▶ _THE TASK_
Print each record exactly, with no word added or removed.

▶ _INFORMATION SUPPLIED_
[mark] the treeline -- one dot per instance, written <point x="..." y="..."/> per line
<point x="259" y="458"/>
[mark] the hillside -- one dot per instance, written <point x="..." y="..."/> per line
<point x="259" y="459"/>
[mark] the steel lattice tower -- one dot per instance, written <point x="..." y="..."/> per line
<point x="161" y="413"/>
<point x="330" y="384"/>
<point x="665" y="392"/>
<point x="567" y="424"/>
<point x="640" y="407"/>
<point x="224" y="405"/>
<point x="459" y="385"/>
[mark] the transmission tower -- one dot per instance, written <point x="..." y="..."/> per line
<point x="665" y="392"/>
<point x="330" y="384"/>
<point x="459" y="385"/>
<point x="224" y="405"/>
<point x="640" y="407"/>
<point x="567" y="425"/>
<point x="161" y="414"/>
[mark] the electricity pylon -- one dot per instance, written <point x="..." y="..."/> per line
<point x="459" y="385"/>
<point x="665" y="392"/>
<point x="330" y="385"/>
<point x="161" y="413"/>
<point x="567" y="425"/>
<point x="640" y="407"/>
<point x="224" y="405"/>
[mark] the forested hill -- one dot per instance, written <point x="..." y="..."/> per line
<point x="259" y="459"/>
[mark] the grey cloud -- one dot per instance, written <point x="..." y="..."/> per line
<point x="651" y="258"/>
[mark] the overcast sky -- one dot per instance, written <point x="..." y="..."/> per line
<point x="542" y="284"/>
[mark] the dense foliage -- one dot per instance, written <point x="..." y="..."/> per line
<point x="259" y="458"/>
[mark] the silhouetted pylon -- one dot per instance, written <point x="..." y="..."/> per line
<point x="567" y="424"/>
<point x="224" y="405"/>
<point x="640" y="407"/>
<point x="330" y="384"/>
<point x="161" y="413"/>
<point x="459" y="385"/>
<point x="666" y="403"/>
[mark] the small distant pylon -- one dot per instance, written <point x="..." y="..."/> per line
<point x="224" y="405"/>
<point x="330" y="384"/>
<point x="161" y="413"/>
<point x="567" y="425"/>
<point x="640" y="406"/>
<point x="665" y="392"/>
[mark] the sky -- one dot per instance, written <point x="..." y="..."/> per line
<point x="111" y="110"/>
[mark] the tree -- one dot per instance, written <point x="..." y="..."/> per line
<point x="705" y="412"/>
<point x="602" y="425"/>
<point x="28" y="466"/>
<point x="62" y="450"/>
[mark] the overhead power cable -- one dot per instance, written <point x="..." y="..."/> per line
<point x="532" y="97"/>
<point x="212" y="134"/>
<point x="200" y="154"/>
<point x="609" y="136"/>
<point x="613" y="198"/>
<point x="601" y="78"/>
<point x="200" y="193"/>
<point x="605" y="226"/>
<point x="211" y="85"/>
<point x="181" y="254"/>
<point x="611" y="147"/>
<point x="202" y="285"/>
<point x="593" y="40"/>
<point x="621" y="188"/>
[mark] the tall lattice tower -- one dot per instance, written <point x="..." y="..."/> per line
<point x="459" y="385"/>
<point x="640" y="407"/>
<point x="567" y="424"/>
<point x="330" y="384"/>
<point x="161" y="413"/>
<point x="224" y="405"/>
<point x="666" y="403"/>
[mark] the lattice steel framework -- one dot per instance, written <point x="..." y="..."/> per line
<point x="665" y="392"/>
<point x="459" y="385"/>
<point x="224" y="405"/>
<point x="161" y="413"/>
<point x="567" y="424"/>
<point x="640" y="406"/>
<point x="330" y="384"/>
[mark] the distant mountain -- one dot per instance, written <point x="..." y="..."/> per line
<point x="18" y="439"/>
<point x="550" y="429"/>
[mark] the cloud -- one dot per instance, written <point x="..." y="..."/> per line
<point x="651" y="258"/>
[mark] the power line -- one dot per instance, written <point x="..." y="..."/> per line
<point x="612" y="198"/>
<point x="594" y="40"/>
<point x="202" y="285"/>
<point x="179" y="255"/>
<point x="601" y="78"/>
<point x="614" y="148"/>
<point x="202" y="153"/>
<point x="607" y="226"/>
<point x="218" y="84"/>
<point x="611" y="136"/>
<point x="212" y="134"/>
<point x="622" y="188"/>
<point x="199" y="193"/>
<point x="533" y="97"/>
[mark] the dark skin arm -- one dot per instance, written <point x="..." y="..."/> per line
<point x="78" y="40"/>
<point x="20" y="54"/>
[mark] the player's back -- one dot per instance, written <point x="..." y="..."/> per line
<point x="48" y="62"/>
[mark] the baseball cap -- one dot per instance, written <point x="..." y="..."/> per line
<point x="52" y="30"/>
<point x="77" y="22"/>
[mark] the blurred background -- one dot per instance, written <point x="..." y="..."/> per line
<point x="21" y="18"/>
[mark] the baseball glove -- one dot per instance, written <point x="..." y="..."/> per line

▶ _ANSWER BOX_
[mark] the treeline -- one dot per instance, written <point x="..." y="..."/> per line
<point x="259" y="458"/>
[mark] the hillside -- one dot per instance, written <point x="..." y="..."/> per line
<point x="259" y="459"/>
[mark] the steel lattice tower -- one dot per instance, written <point x="..." y="..."/> per line
<point x="161" y="413"/>
<point x="330" y="384"/>
<point x="665" y="392"/>
<point x="567" y="424"/>
<point x="640" y="407"/>
<point x="224" y="405"/>
<point x="459" y="385"/>
[mark] the transmission tower -- one dot per instance, written <point x="..." y="..."/> per line
<point x="665" y="392"/>
<point x="330" y="384"/>
<point x="459" y="385"/>
<point x="224" y="405"/>
<point x="640" y="407"/>
<point x="567" y="425"/>
<point x="161" y="414"/>
[mark] the electricity pylon -- one dot per instance, written <point x="..." y="..."/> per line
<point x="459" y="385"/>
<point x="665" y="392"/>
<point x="330" y="385"/>
<point x="161" y="413"/>
<point x="567" y="425"/>
<point x="640" y="407"/>
<point x="224" y="405"/>
[mark] the forested hill -- one dot per instance, written <point x="..." y="..."/> per line
<point x="259" y="459"/>
[mark] the grey cloud -- one dot per instance, written <point x="..." y="..."/> per line
<point x="651" y="258"/>
[mark] the overcast sky -- one dot per instance, written <point x="..." y="..."/> per line
<point x="542" y="284"/>
[mark] the dense foliage -- one dot per instance, written <point x="..." y="..."/> per line
<point x="259" y="458"/>
[mark] the silhouetted pylon -- one dot per instance, written <point x="..." y="..."/> per line
<point x="567" y="424"/>
<point x="224" y="405"/>
<point x="640" y="407"/>
<point x="330" y="384"/>
<point x="161" y="413"/>
<point x="459" y="385"/>
<point x="666" y="403"/>
[mark] the small distant pylon -- one dot per instance, written <point x="..." y="..."/> per line
<point x="224" y="405"/>
<point x="330" y="384"/>
<point x="161" y="413"/>
<point x="567" y="425"/>
<point x="640" y="406"/>
<point x="665" y="392"/>
[mark] the sky -- one dot per instance, written <point x="..." y="..."/> per line
<point x="111" y="110"/>
[mark] the tree -- one dot per instance, written <point x="..." y="..."/> per line
<point x="705" y="412"/>
<point x="602" y="425"/>
<point x="28" y="466"/>
<point x="62" y="450"/>
[mark] the overhead power cable -- one dot per instance, written <point x="..." y="..."/> per line
<point x="532" y="97"/>
<point x="212" y="134"/>
<point x="200" y="154"/>
<point x="609" y="136"/>
<point x="613" y="198"/>
<point x="601" y="78"/>
<point x="200" y="193"/>
<point x="605" y="226"/>
<point x="211" y="85"/>
<point x="181" y="254"/>
<point x="611" y="147"/>
<point x="202" y="285"/>
<point x="593" y="40"/>
<point x="621" y="188"/>
[mark] the tall lattice tower -- one dot per instance, written <point x="..." y="..."/> per line
<point x="459" y="385"/>
<point x="640" y="407"/>
<point x="567" y="424"/>
<point x="330" y="384"/>
<point x="161" y="413"/>
<point x="224" y="405"/>
<point x="666" y="403"/>
[mark] the lattice steel framework -- one dot per instance, written <point x="..." y="..."/> per line
<point x="665" y="392"/>
<point x="459" y="385"/>
<point x="224" y="405"/>
<point x="161" y="413"/>
<point x="567" y="424"/>
<point x="640" y="406"/>
<point x="330" y="384"/>
[mark] the distant mountain -- one dot per instance, written <point x="..." y="..."/> per line
<point x="18" y="439"/>
<point x="550" y="429"/>
[mark] the cloud -- one dot per instance, written <point x="..." y="..."/> per line
<point x="651" y="258"/>
[mark] the power line -- one dot per instance, written <point x="..." y="..."/> per line
<point x="612" y="198"/>
<point x="594" y="40"/>
<point x="202" y="285"/>
<point x="179" y="255"/>
<point x="601" y="78"/>
<point x="614" y="148"/>
<point x="202" y="153"/>
<point x="607" y="226"/>
<point x="218" y="84"/>
<point x="611" y="136"/>
<point x="212" y="134"/>
<point x="622" y="188"/>
<point x="199" y="193"/>
<point x="533" y="97"/>
[mark] the dark skin arm -- one dot per instance, written <point x="..." y="..."/> per line
<point x="78" y="40"/>
<point x="20" y="54"/>
[mark] the player's back -- one dot per instance, written <point x="..." y="..."/> per line
<point x="48" y="62"/>
[mark] the baseball cap -- one dot per instance, written <point x="..." y="..."/> per line
<point x="52" y="30"/>
<point x="77" y="22"/>
[mark] the blurred background -- one dot per instance, written <point x="..." y="..."/> per line
<point x="21" y="18"/>
[mark] the baseball glove -- one dot per instance, written <point x="..." y="..."/> per line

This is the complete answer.